* _Exercise data_
-- Opening Marker --

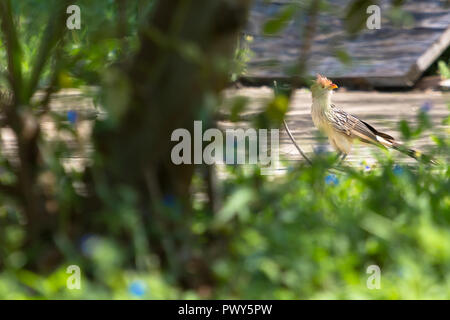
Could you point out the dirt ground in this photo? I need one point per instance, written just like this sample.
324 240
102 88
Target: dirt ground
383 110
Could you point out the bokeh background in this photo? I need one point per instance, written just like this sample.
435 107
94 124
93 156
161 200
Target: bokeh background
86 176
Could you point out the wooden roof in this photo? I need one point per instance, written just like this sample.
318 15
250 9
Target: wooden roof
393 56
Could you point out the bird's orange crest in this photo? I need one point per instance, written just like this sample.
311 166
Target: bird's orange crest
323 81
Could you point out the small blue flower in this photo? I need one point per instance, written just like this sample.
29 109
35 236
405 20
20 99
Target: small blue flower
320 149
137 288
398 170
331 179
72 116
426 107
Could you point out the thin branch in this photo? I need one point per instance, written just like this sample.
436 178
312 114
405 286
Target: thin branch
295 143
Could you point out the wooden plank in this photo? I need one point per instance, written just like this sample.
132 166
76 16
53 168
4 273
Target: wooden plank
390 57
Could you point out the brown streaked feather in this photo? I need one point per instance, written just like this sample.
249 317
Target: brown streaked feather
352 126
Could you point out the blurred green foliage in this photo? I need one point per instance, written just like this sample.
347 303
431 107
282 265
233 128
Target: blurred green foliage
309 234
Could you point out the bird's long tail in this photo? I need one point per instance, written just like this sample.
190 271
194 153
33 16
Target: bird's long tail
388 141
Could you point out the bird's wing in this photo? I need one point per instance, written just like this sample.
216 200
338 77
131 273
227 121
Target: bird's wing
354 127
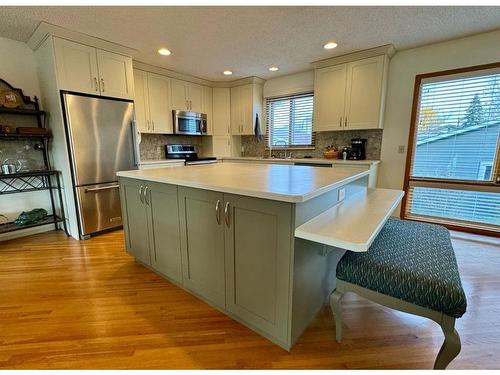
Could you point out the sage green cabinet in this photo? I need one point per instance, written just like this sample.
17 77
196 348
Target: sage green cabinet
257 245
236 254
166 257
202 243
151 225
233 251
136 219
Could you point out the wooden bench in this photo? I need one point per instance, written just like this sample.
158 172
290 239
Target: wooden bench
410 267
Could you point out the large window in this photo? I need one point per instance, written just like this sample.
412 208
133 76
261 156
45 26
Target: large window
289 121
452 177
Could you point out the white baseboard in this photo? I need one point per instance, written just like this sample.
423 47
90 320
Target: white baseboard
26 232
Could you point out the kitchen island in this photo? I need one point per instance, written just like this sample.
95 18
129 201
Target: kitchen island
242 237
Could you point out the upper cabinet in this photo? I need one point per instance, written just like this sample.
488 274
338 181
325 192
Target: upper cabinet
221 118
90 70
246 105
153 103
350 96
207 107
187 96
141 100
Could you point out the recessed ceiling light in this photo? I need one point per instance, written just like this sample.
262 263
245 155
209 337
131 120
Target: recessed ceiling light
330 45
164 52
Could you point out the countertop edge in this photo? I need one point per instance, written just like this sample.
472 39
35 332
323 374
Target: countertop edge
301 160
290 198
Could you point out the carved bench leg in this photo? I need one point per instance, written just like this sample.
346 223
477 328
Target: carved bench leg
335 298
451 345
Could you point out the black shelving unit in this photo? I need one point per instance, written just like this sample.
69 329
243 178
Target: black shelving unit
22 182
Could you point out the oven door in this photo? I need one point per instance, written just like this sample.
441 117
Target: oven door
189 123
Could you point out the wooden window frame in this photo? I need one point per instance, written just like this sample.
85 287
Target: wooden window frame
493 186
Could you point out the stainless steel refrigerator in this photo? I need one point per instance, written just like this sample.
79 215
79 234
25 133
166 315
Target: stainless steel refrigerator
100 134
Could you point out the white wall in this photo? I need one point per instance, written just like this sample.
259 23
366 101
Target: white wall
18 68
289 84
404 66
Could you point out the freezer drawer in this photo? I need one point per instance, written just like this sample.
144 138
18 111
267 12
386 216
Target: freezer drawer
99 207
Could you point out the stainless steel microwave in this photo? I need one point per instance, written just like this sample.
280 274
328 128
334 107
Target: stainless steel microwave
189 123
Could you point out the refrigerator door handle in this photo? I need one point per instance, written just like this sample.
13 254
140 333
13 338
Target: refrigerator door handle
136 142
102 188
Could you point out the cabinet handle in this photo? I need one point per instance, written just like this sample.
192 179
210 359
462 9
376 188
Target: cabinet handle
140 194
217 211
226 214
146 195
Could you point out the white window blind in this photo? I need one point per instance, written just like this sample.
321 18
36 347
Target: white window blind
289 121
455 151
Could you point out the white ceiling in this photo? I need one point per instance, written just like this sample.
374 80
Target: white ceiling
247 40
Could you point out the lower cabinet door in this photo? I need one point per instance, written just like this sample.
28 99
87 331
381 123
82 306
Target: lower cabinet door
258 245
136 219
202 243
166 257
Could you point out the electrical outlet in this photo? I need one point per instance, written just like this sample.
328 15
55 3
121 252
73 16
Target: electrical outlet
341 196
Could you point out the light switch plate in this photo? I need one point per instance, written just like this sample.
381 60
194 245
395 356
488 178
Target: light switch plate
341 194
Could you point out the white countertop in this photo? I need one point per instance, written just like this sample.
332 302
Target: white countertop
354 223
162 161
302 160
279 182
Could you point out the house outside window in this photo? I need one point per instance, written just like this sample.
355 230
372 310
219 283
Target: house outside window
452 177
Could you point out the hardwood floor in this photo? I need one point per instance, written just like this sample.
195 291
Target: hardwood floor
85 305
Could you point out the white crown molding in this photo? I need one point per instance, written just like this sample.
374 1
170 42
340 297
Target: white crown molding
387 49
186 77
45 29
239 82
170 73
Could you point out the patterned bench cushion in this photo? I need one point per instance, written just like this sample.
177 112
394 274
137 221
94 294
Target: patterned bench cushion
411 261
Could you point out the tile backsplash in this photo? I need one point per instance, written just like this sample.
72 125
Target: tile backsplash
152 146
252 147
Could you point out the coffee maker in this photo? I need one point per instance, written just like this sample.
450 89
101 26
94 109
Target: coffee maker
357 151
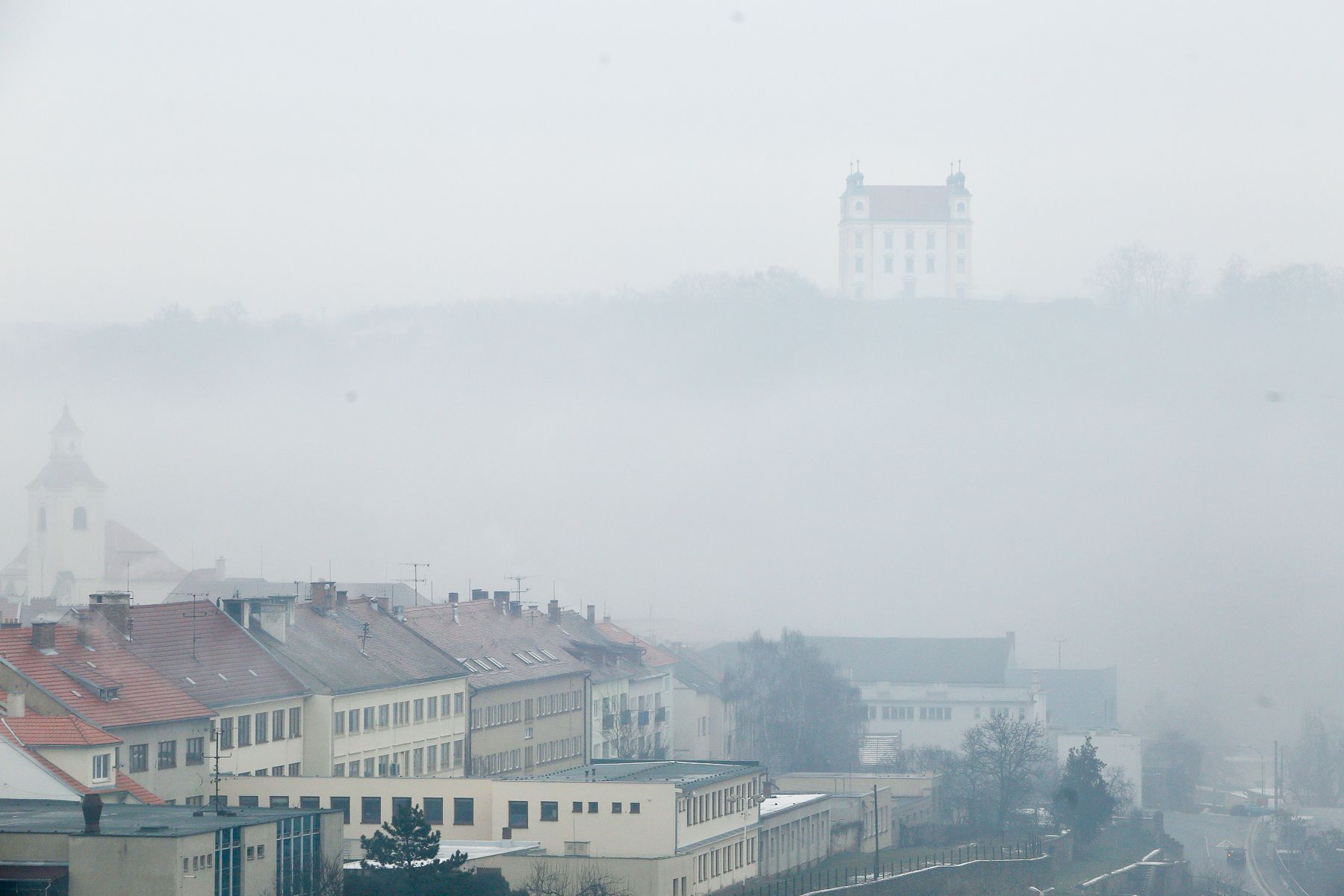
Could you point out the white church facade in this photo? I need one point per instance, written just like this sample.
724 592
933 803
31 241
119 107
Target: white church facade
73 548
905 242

-- Closing Marker --
-- Opening Marker --

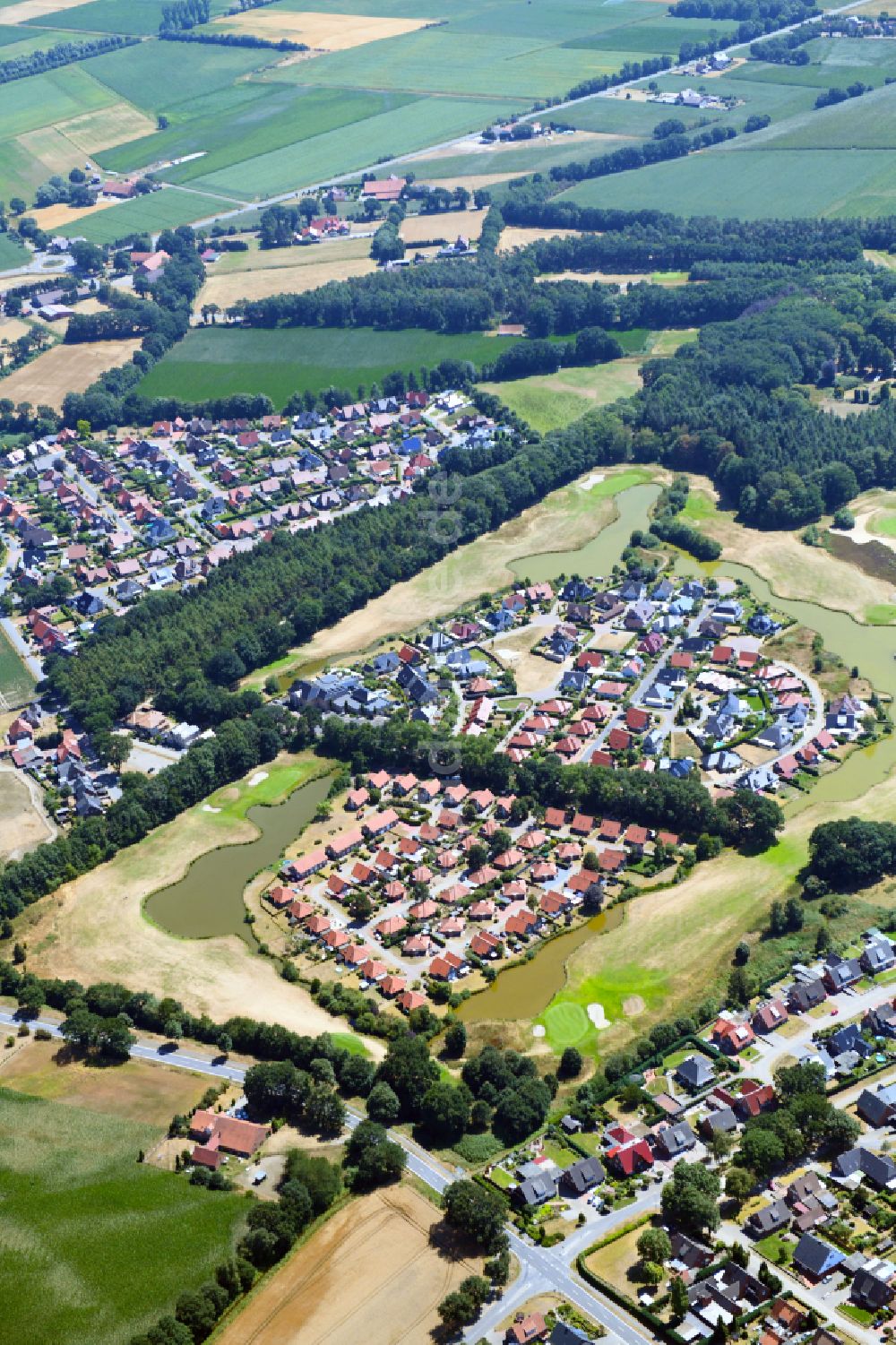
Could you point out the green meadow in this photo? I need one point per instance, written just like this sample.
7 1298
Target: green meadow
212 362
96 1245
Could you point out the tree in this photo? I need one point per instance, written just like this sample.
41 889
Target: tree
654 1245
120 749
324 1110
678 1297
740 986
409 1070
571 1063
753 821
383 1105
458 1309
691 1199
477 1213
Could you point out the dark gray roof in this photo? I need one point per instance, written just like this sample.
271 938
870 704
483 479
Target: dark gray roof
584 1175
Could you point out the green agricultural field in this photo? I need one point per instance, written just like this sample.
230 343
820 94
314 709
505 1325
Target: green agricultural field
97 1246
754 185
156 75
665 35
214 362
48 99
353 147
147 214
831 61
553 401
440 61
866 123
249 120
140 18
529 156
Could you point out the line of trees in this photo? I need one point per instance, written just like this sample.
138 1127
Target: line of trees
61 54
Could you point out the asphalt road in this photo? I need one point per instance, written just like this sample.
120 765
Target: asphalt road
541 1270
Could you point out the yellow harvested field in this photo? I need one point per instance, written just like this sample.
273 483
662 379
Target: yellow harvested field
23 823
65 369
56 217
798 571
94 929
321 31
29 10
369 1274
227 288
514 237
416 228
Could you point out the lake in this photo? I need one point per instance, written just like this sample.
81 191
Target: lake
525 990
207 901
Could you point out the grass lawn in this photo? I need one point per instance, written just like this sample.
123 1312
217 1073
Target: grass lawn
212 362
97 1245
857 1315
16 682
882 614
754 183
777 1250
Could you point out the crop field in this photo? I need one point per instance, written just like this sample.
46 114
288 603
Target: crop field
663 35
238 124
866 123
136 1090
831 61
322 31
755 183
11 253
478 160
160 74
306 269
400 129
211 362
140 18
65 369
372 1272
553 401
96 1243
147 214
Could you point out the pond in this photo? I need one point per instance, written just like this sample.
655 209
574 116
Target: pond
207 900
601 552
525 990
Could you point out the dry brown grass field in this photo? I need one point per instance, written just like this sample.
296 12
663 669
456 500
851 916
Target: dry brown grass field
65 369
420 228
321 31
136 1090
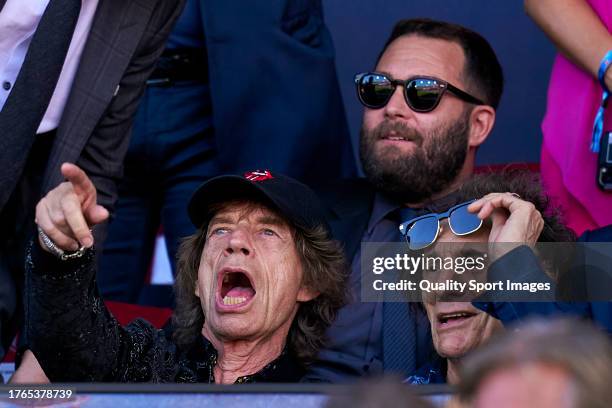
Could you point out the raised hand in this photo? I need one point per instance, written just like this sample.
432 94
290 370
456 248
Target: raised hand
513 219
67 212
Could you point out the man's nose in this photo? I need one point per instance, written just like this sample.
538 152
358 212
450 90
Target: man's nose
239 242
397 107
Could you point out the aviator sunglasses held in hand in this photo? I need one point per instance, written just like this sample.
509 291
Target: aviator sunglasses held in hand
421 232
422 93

-- Closing Marker --

* _Work request_
The required output is the stretch of entries above from the line containing "Could you point out the dirt" through the line containing "Could you point out the bokeh", reproduced exactly.

* _Exercise response_
Could you point out the dirt ground in this photo? I need one point per instance, written just like this sample.
324 240
102 88
Target: dirt ground
383 110
Could you point out the bokeh background in this photo? I need one point per instance, written just like this sample.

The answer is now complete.